◆ **Work to do**:
Gather every line in the records below that contains the word "shirt", and copy each line as it appears.

◆ **Labeled-object pointing entries**:
════════

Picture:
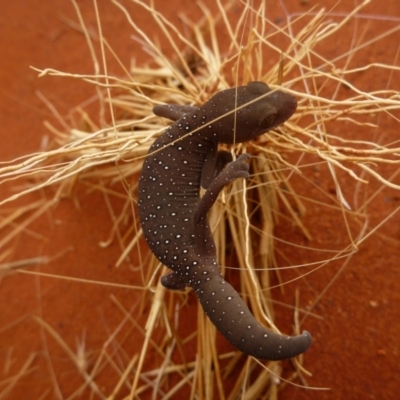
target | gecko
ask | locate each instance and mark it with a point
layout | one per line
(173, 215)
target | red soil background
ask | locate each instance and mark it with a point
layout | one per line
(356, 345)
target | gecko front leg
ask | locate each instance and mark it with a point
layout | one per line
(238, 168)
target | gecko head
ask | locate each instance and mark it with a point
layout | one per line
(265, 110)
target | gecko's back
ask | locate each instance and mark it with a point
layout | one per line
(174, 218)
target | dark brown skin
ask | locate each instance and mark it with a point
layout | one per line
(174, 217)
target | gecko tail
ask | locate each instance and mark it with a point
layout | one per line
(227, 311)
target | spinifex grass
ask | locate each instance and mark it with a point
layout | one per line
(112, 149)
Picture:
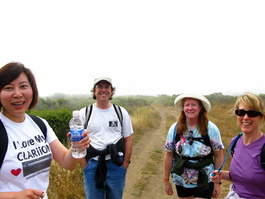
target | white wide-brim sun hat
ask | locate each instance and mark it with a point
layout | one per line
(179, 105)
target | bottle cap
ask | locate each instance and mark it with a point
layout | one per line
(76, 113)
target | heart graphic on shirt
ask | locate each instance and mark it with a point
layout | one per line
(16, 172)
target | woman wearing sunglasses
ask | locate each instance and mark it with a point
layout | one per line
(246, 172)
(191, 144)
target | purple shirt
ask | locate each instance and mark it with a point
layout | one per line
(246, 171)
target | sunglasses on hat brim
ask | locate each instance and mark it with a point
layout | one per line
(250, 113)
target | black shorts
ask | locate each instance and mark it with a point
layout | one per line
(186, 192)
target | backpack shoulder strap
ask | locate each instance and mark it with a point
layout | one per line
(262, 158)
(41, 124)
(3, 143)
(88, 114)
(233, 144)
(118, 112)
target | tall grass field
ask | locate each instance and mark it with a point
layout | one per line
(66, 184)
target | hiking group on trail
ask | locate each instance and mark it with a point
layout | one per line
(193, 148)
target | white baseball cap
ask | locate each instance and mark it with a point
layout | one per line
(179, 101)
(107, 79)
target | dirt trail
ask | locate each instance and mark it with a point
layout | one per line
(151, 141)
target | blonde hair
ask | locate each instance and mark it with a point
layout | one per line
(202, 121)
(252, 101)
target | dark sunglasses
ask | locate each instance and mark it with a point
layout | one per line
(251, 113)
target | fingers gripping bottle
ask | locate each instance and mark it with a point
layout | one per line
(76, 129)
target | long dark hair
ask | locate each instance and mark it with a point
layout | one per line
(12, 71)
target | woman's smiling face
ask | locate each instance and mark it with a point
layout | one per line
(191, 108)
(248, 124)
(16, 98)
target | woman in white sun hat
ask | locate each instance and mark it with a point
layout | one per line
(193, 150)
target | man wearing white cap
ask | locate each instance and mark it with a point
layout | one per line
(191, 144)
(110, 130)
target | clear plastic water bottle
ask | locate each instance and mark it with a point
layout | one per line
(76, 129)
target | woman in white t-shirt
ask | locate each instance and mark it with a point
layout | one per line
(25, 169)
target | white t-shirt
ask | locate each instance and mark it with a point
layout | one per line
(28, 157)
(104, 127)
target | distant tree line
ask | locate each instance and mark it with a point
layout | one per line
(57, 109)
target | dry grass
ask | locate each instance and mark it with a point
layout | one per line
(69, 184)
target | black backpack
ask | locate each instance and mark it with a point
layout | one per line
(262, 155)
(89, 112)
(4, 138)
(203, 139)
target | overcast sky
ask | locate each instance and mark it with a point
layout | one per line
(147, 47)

════════

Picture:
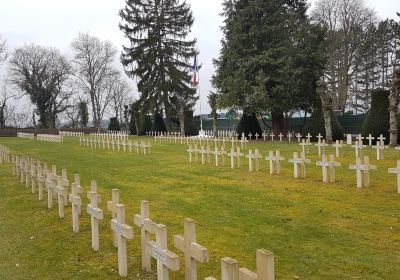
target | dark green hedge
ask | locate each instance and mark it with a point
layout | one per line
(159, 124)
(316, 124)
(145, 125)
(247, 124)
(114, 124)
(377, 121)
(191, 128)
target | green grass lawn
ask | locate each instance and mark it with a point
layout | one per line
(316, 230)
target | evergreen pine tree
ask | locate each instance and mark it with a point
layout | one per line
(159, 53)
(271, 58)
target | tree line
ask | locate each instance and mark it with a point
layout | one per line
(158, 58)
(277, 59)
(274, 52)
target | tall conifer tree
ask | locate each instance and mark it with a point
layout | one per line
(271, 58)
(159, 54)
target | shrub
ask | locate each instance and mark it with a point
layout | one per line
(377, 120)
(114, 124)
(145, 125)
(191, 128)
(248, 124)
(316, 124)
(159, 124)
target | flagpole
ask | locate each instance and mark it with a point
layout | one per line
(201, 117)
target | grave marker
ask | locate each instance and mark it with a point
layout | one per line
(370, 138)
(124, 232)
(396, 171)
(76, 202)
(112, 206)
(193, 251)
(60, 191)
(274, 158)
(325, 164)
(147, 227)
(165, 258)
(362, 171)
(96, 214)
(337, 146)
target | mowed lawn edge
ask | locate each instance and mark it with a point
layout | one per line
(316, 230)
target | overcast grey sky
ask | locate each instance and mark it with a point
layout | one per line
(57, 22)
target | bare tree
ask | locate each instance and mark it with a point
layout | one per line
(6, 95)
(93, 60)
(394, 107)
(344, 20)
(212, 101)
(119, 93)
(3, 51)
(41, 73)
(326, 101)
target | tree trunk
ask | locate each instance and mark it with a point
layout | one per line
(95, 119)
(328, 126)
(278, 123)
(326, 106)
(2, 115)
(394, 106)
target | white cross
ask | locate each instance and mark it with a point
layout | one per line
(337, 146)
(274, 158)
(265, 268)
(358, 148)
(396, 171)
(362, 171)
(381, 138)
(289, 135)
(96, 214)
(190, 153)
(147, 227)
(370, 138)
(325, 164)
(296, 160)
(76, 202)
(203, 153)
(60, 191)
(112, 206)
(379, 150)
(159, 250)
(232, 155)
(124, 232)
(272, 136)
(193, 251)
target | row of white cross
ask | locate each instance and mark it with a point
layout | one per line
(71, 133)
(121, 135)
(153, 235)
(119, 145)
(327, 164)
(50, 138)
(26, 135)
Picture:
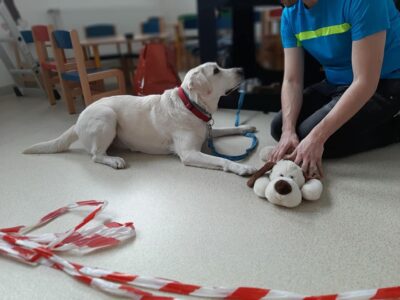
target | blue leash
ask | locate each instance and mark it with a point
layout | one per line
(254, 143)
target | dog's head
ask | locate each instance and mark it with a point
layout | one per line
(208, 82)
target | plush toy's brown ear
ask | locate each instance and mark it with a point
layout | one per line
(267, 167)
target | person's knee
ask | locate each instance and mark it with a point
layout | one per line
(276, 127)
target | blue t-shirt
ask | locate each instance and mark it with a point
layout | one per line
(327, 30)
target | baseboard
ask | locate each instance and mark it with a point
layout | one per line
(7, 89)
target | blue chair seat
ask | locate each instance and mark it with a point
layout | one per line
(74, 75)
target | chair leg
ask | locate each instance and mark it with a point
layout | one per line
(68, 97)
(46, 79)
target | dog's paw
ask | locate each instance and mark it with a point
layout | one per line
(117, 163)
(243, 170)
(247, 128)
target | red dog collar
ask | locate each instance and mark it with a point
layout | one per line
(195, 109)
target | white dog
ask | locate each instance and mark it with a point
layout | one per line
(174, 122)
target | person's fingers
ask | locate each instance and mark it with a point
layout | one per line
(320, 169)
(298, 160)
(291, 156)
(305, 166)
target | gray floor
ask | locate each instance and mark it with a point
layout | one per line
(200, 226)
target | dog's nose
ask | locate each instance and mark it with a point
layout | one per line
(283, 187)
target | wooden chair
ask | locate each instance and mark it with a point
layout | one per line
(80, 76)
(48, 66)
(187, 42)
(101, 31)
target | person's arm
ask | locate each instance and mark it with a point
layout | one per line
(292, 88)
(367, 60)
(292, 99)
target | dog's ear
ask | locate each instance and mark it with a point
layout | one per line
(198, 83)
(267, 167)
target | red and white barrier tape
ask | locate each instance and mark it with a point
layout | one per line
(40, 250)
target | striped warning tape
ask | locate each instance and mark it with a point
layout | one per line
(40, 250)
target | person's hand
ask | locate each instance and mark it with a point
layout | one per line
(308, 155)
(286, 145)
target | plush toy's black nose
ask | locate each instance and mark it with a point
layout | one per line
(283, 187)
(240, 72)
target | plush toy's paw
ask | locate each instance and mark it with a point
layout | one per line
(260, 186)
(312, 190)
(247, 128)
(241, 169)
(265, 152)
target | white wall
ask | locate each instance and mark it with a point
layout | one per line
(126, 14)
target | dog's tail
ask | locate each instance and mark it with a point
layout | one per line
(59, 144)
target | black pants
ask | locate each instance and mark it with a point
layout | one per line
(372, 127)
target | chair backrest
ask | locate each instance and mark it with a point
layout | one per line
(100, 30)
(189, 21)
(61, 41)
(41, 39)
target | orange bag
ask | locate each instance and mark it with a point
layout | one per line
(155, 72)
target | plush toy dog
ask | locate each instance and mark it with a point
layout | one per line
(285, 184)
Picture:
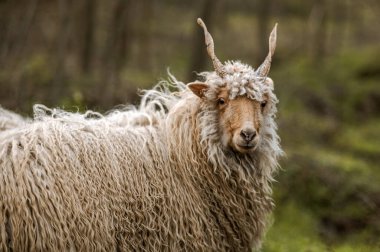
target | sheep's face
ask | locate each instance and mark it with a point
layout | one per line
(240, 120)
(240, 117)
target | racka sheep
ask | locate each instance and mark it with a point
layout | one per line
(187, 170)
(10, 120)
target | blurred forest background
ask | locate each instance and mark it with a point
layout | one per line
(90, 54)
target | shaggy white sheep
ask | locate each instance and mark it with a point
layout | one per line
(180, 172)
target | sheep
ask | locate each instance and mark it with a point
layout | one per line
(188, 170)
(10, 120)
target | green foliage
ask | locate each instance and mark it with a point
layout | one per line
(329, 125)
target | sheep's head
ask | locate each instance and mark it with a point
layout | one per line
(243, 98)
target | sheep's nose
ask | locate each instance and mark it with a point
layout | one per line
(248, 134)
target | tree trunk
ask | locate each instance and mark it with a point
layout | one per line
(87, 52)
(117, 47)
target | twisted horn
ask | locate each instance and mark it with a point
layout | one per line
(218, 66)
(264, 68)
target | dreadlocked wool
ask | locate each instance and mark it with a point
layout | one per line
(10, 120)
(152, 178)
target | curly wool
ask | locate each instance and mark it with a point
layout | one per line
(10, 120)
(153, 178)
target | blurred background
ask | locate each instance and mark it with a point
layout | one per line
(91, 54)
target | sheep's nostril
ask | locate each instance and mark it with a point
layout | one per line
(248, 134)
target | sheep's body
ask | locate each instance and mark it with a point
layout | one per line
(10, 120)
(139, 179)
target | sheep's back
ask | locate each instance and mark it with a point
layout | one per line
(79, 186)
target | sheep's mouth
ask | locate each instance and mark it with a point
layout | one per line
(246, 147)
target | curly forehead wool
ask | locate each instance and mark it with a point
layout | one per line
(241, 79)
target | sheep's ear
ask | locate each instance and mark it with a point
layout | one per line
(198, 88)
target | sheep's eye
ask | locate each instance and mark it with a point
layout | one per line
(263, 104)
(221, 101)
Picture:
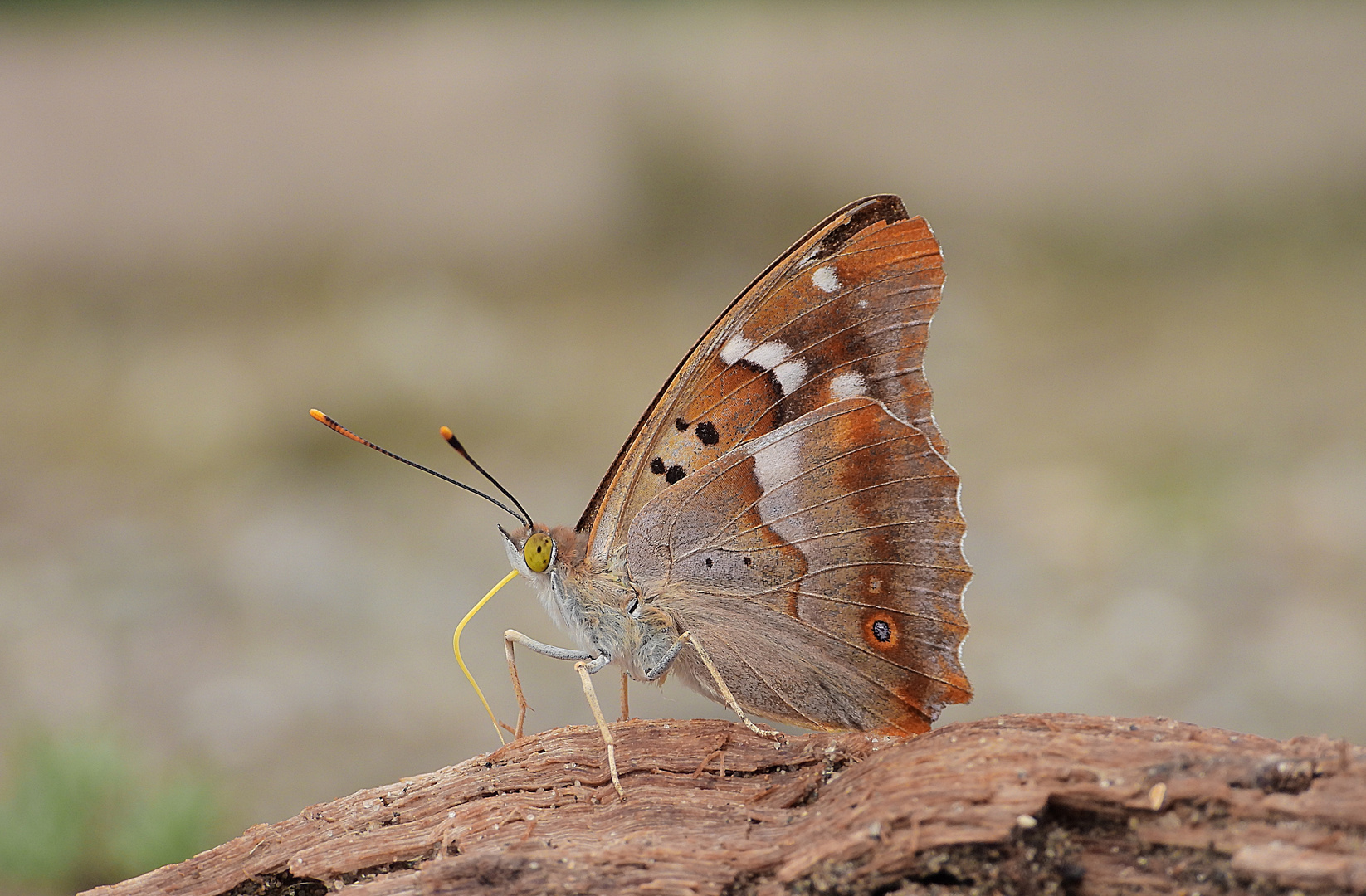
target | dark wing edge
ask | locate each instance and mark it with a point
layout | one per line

════════

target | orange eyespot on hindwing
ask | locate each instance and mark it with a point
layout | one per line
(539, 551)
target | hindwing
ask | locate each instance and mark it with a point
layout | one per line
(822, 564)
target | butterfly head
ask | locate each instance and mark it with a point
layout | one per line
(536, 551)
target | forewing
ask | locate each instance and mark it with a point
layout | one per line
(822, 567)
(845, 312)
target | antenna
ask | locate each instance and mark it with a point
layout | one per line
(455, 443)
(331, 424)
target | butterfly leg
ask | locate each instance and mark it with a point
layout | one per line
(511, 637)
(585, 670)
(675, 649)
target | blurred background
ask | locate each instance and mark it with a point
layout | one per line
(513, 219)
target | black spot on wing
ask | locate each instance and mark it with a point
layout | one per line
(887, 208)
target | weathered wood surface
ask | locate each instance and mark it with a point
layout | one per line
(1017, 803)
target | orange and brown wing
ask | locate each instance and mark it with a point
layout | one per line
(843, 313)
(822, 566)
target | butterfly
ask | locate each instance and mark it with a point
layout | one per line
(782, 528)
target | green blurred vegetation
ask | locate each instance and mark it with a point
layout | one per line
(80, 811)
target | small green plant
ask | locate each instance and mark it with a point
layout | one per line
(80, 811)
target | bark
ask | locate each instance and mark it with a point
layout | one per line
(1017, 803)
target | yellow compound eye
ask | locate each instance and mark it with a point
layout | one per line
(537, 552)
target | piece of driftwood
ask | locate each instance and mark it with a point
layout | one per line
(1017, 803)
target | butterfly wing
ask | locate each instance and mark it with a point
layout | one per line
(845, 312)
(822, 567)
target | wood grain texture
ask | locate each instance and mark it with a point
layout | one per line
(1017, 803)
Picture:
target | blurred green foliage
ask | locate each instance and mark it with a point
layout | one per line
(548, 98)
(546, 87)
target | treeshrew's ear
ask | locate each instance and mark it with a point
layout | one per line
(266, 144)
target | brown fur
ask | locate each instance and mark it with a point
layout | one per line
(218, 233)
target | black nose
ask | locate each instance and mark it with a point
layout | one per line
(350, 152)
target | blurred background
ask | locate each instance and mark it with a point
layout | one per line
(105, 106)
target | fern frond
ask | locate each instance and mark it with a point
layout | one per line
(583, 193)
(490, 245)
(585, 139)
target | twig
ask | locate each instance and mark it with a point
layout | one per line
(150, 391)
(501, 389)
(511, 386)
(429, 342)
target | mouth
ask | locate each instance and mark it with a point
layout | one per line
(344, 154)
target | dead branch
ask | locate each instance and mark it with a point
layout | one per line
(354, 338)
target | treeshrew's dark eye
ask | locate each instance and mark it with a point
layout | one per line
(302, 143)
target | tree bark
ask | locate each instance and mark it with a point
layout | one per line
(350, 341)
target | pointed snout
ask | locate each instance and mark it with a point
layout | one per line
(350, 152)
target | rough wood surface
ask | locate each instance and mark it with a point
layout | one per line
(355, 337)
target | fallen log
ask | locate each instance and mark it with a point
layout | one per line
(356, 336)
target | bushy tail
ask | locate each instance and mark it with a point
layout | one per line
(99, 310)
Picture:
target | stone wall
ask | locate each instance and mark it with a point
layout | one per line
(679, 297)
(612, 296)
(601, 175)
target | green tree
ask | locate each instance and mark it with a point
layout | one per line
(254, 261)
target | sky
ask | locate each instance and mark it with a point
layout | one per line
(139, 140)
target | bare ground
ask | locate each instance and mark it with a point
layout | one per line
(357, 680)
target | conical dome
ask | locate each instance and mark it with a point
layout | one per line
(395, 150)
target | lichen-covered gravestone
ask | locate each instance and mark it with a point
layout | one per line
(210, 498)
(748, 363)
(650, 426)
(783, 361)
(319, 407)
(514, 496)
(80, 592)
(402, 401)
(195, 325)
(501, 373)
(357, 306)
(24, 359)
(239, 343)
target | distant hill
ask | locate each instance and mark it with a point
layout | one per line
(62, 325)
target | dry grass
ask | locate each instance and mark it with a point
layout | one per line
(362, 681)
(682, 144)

════════

◆ **Result for this task**:
target | heart graphic on shirt
target | purple shirt
target | woman in white t-shirt
target | white t-shirt
target | blue t-shirt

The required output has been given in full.